[start]

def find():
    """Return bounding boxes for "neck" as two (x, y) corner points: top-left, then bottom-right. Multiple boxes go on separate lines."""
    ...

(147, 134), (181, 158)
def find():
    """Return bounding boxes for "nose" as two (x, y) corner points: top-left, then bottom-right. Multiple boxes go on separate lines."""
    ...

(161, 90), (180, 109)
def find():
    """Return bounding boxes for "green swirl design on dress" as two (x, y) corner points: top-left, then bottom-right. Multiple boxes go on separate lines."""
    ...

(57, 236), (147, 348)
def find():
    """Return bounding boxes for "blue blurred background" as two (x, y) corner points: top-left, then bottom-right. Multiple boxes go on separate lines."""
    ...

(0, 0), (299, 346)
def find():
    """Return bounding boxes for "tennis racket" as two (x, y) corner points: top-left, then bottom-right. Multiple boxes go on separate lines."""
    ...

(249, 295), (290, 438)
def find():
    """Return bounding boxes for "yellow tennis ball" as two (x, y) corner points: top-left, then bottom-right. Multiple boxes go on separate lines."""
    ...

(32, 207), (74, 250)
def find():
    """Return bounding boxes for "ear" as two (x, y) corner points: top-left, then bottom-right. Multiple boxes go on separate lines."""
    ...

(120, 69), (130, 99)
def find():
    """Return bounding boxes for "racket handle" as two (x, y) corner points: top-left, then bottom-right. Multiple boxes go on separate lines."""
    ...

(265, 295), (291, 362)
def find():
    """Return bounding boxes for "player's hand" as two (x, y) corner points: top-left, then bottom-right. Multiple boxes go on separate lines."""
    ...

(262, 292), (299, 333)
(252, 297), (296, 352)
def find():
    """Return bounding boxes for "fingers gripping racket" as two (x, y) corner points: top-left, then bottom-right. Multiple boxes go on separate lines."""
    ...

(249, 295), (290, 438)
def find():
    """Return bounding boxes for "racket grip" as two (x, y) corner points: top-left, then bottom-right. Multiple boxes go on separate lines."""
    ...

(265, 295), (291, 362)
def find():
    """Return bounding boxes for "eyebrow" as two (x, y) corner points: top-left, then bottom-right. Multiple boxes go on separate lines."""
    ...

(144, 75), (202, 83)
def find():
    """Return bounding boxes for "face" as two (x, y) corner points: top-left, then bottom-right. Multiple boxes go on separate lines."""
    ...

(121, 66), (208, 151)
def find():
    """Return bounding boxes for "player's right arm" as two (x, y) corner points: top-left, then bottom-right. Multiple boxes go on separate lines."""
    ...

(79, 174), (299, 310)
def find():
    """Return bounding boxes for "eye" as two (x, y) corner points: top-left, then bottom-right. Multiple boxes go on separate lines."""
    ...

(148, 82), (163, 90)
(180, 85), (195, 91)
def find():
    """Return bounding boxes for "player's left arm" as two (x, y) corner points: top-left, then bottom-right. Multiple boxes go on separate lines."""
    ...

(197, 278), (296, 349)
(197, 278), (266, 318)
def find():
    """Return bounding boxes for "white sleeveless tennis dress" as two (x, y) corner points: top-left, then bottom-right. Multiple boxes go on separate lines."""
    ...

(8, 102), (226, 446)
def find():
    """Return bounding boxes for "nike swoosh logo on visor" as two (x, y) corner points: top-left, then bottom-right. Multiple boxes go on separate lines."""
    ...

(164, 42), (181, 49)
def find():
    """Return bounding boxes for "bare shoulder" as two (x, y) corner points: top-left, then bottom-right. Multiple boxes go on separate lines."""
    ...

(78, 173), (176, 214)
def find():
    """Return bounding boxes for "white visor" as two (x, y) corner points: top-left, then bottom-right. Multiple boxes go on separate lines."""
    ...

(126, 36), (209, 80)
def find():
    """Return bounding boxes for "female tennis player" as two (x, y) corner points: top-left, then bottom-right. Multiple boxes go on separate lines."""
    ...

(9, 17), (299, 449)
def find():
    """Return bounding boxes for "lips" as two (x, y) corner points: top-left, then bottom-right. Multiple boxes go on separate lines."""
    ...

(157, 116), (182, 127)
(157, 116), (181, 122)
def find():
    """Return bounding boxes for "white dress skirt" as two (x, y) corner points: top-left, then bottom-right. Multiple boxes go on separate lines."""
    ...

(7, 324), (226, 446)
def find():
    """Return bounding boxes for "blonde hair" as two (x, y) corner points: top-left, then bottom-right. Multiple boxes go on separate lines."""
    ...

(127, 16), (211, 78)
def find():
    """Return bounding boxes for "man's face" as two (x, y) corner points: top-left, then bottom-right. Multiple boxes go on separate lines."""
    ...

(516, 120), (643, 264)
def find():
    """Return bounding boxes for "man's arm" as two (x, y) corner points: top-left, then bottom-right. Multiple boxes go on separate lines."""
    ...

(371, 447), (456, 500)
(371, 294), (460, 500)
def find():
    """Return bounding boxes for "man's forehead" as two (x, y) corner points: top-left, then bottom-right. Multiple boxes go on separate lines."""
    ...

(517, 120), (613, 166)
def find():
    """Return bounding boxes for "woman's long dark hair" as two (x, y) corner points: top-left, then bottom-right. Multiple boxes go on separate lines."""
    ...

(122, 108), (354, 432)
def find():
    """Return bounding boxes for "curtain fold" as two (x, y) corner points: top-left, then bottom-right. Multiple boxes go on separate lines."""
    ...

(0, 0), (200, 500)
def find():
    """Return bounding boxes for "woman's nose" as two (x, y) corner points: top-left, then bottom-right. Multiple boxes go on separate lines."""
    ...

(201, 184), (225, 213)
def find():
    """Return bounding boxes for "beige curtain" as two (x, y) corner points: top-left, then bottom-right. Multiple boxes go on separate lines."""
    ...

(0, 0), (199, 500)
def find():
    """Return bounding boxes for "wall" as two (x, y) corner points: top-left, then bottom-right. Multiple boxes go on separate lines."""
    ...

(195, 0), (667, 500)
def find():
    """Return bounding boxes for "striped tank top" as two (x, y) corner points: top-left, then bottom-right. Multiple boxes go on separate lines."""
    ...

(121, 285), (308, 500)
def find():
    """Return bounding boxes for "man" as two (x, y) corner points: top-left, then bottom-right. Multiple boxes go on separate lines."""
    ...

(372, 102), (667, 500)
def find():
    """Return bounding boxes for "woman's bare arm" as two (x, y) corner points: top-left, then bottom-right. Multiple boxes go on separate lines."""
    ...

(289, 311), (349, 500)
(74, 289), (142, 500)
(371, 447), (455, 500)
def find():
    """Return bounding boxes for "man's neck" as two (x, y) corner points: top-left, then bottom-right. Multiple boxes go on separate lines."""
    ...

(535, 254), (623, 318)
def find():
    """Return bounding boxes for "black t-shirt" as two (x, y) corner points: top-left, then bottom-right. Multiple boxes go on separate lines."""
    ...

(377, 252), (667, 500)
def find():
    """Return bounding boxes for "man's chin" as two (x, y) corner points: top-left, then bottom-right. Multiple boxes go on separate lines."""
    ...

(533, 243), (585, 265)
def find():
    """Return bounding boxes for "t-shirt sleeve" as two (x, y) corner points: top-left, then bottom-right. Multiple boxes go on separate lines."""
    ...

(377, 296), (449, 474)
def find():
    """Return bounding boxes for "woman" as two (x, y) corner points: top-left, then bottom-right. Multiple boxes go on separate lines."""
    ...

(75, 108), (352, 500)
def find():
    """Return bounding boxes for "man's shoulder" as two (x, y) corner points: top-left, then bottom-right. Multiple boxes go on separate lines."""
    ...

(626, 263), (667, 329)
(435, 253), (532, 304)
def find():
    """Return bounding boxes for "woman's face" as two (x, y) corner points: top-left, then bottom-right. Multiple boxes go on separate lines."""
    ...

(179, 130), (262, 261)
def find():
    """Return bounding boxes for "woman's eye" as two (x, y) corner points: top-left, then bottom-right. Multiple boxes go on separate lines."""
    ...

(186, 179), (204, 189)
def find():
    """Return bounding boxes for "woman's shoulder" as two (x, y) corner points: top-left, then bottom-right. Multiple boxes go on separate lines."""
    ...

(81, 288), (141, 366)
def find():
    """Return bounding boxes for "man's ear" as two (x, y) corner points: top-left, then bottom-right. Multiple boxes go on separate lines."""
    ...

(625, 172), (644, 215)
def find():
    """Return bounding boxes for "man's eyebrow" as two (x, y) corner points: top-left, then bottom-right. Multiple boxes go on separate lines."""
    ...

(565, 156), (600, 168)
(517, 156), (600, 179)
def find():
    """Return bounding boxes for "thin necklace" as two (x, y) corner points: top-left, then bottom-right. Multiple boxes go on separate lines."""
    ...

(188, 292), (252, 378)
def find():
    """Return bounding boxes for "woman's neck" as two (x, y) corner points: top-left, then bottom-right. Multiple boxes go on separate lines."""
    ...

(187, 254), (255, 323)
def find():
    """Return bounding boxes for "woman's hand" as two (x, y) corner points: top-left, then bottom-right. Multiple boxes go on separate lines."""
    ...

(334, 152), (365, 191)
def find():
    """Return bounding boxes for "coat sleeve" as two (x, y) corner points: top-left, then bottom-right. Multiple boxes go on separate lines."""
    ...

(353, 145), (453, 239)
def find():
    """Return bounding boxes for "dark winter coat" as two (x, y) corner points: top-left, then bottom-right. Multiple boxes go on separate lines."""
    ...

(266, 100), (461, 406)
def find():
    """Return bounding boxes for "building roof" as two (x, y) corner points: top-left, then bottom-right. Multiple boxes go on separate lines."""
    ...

[end]

Extract verbatim every line of the records from the first line through the line containing "(32, 207), (74, 250)", including both of those lines.

def find():
    """Return bounding boxes for "neck" as two (x, y) corner points: top-left, then bottom-right. Multiple boxes go on separate lines."""
    ...

(147, 134), (181, 158)
def find():
    """Return bounding boxes for "nose" as two (x, y) corner points: top-left, then bottom-right. Multiple boxes go on separate lines."""
    ...

(161, 90), (180, 109)
def find():
    """Return bounding boxes for "green swirl design on dress" as two (x, y) corner points: top-left, then bottom-right. Multiple boxes go on separate lines."""
    ...

(57, 236), (147, 348)
def find():
    """Return bounding boxes for "blue blurred background" as two (x, y) corner points: top-left, then bottom-right. Multiple boxes go on separate lines."""
    ...

(0, 0), (299, 346)
def find():
    """Return bounding boxes for "tennis racket" as two (x, y) corner points: top-left, then bottom-right. Multiple boxes go on separate lines."""
    ...

(249, 295), (290, 438)
def find():
    """Return bounding boxes for "yellow tennis ball" as two (x, y) corner points: top-left, then bottom-right. Multiple boxes go on separate lines."""
    ...

(32, 207), (74, 250)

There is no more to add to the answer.